BEGIN Dataset extract

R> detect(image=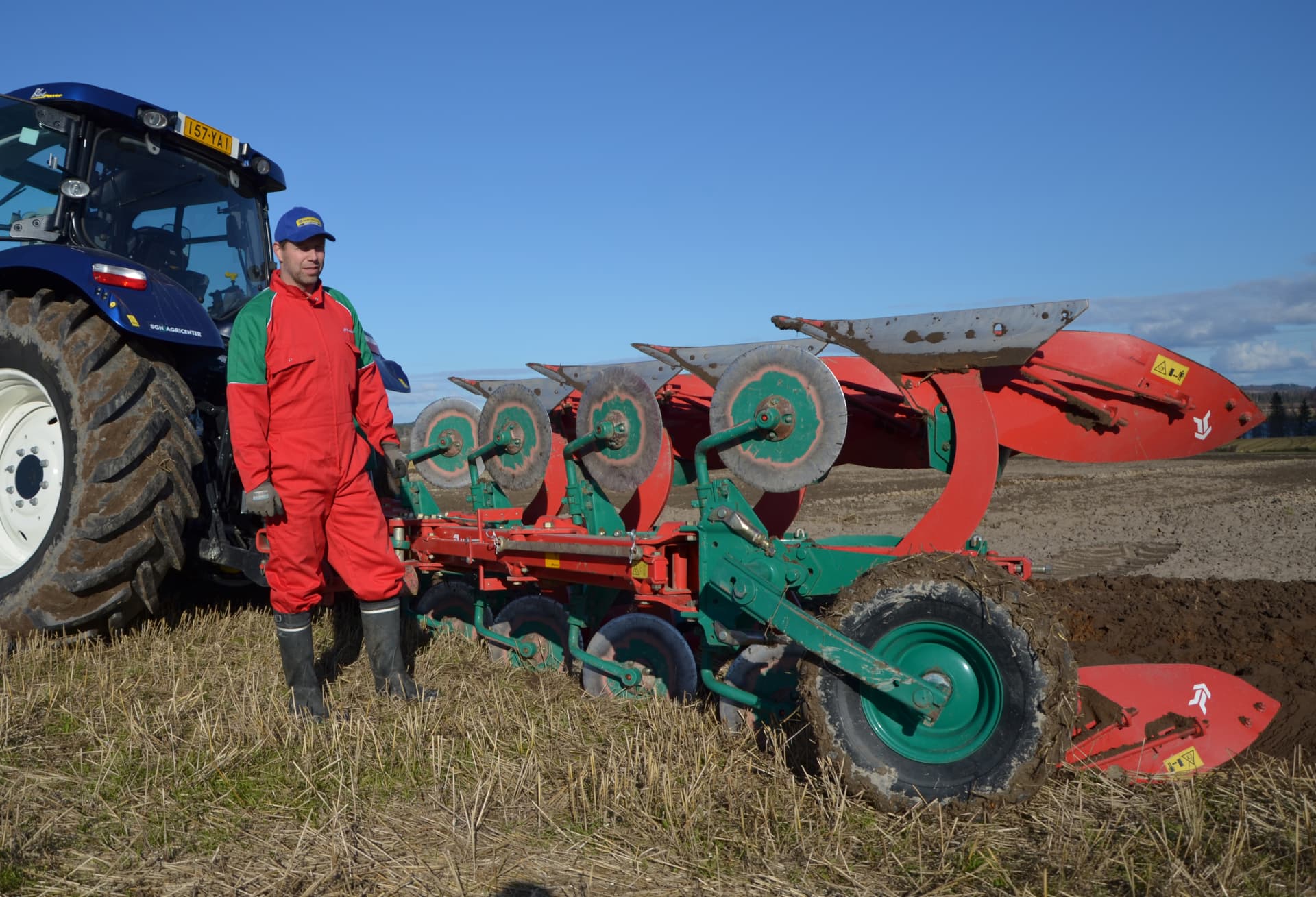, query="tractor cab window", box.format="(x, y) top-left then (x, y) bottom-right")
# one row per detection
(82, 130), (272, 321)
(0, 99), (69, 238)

END Dataset extract
BEGIN Dataset extract

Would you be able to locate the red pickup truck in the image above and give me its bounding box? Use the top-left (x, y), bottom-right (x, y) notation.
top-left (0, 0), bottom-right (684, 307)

END Dataset extract

Exercise:
Rewrite the lines from the one with "Would you be" to the one with "top-left (0, 0), bottom-right (684, 307)", changing "pickup truck" to "delivery van" and keeping everything else the same. Give only those lines.

Exercise solution:
Would you be able to locate the red delivery van in the image above and give me its bounding box? Use the top-left (x, y), bottom-right (x, y) notation.
top-left (0, 0), bottom-right (684, 307)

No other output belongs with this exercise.